The listing beneath should be written out in full, exactly as shown.

____ EXTRACTED MATERIAL

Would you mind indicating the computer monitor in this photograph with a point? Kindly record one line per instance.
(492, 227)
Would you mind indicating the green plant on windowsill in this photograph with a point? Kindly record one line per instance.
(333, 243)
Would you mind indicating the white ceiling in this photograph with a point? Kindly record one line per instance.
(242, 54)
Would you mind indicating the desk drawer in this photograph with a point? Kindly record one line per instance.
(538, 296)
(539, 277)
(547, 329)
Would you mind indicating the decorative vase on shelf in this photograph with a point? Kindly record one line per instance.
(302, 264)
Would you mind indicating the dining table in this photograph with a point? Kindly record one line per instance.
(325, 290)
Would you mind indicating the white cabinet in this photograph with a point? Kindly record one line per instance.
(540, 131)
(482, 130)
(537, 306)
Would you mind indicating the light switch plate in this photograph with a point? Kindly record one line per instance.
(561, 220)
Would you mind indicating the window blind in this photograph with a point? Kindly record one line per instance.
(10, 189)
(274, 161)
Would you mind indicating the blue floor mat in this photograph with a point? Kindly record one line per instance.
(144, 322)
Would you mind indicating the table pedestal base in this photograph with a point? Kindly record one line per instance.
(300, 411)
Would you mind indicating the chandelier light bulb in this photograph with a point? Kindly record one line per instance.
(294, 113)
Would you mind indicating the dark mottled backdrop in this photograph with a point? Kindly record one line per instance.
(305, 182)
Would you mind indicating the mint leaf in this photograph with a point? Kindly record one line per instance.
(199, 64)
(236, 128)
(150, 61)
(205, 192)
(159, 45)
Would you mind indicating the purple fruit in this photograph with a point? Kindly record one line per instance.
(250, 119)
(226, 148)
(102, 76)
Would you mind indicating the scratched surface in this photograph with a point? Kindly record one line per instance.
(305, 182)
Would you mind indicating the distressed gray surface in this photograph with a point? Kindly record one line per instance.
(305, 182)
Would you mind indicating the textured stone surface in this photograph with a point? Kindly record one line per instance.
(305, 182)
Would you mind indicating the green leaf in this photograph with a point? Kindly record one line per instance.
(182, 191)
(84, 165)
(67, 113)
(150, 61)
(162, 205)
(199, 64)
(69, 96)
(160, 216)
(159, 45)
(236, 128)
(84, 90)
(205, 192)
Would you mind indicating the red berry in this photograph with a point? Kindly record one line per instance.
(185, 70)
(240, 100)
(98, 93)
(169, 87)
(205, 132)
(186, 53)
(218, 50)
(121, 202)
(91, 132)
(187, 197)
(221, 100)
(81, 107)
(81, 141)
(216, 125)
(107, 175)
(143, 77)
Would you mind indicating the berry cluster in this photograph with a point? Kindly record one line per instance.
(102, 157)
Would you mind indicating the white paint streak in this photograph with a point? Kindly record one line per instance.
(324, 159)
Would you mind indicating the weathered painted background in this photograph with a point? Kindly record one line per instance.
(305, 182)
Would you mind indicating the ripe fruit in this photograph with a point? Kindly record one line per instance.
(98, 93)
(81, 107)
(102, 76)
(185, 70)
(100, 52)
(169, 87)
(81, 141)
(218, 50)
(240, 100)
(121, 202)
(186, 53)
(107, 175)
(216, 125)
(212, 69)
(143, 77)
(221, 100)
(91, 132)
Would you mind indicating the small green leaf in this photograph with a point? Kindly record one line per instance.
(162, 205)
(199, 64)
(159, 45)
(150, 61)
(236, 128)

________

TASK OUTPUT:
Would you mind indicating the computer monitor in this photograph with a point? Kindly record one line per instance.
(492, 227)
Would you mind indicating the green plant on windowsill in this photograph with a point? Kindly record one line per instance.
(333, 243)
Would you mind indicating the white ceiling in this photograph with a point? Kindly record one line per instance.
(242, 54)
Would you mind indicating the desk drawer in this photograph with a point? Kindly record one line per instance.
(538, 296)
(539, 277)
(547, 329)
Would you mind indicating the decorative vase on shelf in this photograph with a point? Kindly record one line per instance.
(302, 264)
Would you mind indicating the dining table in this photograph with a point? Kindly record one line per instance.
(325, 290)
Would you mind indicating the white cabinet in this photograph with a point? Kindly record one line per instance.
(540, 131)
(482, 130)
(537, 306)
Would you mind indicating the light switch plate in this photograph with a point? Kindly record one line per instance.
(561, 220)
Would you mind indicating the window blind in this photograph with a point? Kindly record one line per instance.
(10, 189)
(274, 161)
Would you mind indicating the blue floor mat in this photograph with a point? Kindly record one line per instance.
(144, 322)
Would you mind indicating the table pedestal base in this photograph with a point? Kindly record one line per instance.
(300, 411)
Would you mind indicating the chandelier light bulb in this photograph with a point? Kindly record one line per instance.
(294, 113)
Would you mind indicating the dark mottled backdrop in this photograph with a point? Kindly record one line per instance.
(305, 182)
Would you mind indicating the mint leaf in this photograph with a point? Kindly record one line per instance.
(199, 64)
(236, 128)
(150, 61)
(205, 192)
(159, 45)
Would you mind indicating the purple fruit in this photograph with a point? Kindly record one line per instance.
(250, 119)
(226, 148)
(102, 76)
Would you mind indicating the scratched surface in this photograph with a point? Kindly record one line per instance.
(305, 182)
Would you mind indicating the distressed gray surface in this photograph with a point? Kindly record one line per instance.
(305, 182)
Would you mind indicating the textured stone surface in this photograph with a point? Kindly record one line per instance.
(305, 182)
Would you mind indicating the green leaf in this photograph with a point? Kindly record one line per instance.
(182, 191)
(84, 165)
(67, 113)
(150, 61)
(162, 205)
(199, 64)
(69, 96)
(160, 216)
(159, 45)
(236, 128)
(84, 90)
(205, 192)
Would you mind indicating the red berry in this photograph with a point? Kindly record one line per instance.
(185, 70)
(240, 100)
(98, 93)
(169, 87)
(205, 132)
(186, 53)
(218, 50)
(121, 202)
(91, 132)
(187, 197)
(221, 100)
(81, 107)
(81, 141)
(216, 125)
(107, 175)
(143, 77)
Would you mind indicating the berry cluster in this photograph with a point? Kindly record one line per instance.
(102, 157)
Would you mind indicating the white paint streak in this photograph with a point? Kindly record one line per instance.
(324, 159)
Would you mind indicating the weathered painted background in this photograph with a point? Kindly record one line per instance.
(305, 182)
Would you mind indicating the ripe fruit in this photograph with a point? Kindly record one line per instance.
(98, 93)
(81, 107)
(102, 76)
(185, 70)
(100, 52)
(169, 87)
(81, 141)
(218, 50)
(240, 100)
(121, 202)
(186, 53)
(107, 175)
(216, 125)
(212, 69)
(143, 77)
(221, 100)
(91, 132)
Would you mind indicating the small green leaf in this photograph with a point? Kindly record one line per instance.
(162, 205)
(199, 64)
(159, 45)
(150, 61)
(236, 128)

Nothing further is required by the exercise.